◆ DIRECTIONS:
- 1) Answer these questions using the forum thread on extracting span text with Selenium.
(a) Which span text sits in a list item that contains no link?
(b) What CSS selector does the first answer pass to find_elements?
(c) What does Prophet ask Mayur Atreya to share?
- 2) Write out every line of the listing again, requests included. Shift each x and y coordinate in the answers by -119.

:: TEXT SECTION ::

-2

I am very new to web scraping. I am working on Selenium and want to perform the task to extract the texts from span tags. The tags do not have any class and ids. The span tags are inside the li tags. I need to extract the text from a span tags that are inside of the li tags. I don't know how to do that. Could you please help me with that?

HTML of the elements:

<div class="cmeStaticMediaBox cmeComponent section">
    <div>
        <ul class="cmeList">

            <li class="cmeListContent cmeContentGroup">
                <ul class="cmeHorizontalList cmeListSeparator"> 

                    <li>
                        <!-- Default clicked -->
                        <span>VOI By Exchange</span>
                    </li>

                    <li>
                                    
                        <a href="https://www.cmegroup.com/market-data/volume-open-interest/agriculture-commodities-volume.html" class="none" target="_self">

                        <span>Agricultural</span></a>

                    </li>
                        
                    <li>

                        <a href="https://www.cmegroup.com/market-data/volume-open-interest/energy-volume.html" class="none" target="_self">

                        <span>Energy</span></a>
                    </li>
                </ul>
            </li>
        </ul>
    </div>
</div>
undetected Selenium
  • 183,867
  • 41
  • 278
  • 352
  • No, I was just asking for how to click on the link and get the text from the span values. I never ask for making the entire flow. But the first element does not have the link and I was confused. – Mayur Atreya Aug 31 '22 at 08:24
  • Ah, OK. Can you share the Selenium code you already wrote? If possible, containing the link/url to the page you are working on too. – Prophet Aug 31 '22 at 08:36
  • Sorry for any inconvinence from my side. – Mayur Atreya Aug 31 '22 at 08:49
  • I understand... The link you shared is not a readable code. – Prophet Aug 31 '22 at 08:50

3 Answers3

1

The simplest way to do this is

for e in driver.find_elements(By.CSS_SELECTOR, "ul.cmeHorizontalList a")

:::
:: MATERIAL FOR THIS TASK ::

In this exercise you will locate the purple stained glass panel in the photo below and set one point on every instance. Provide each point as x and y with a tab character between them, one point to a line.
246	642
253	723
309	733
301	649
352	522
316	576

:::

◆ ANSWERS TO THE PROBLEMS:
- 1)
(a) VOI By Exchange
(b) ul.cmeHorizontalList a
(c) The Selenium code already written, along with the link/url to the page being worked on, if possible.

- 2)
In this exercise you will locate the purple stained glass panel in the photo below and set one point on every instance. Provide each point as x and y with a tab character between them, one point to a line.
127	523
134	604
190	614
182	530
233	403
197	457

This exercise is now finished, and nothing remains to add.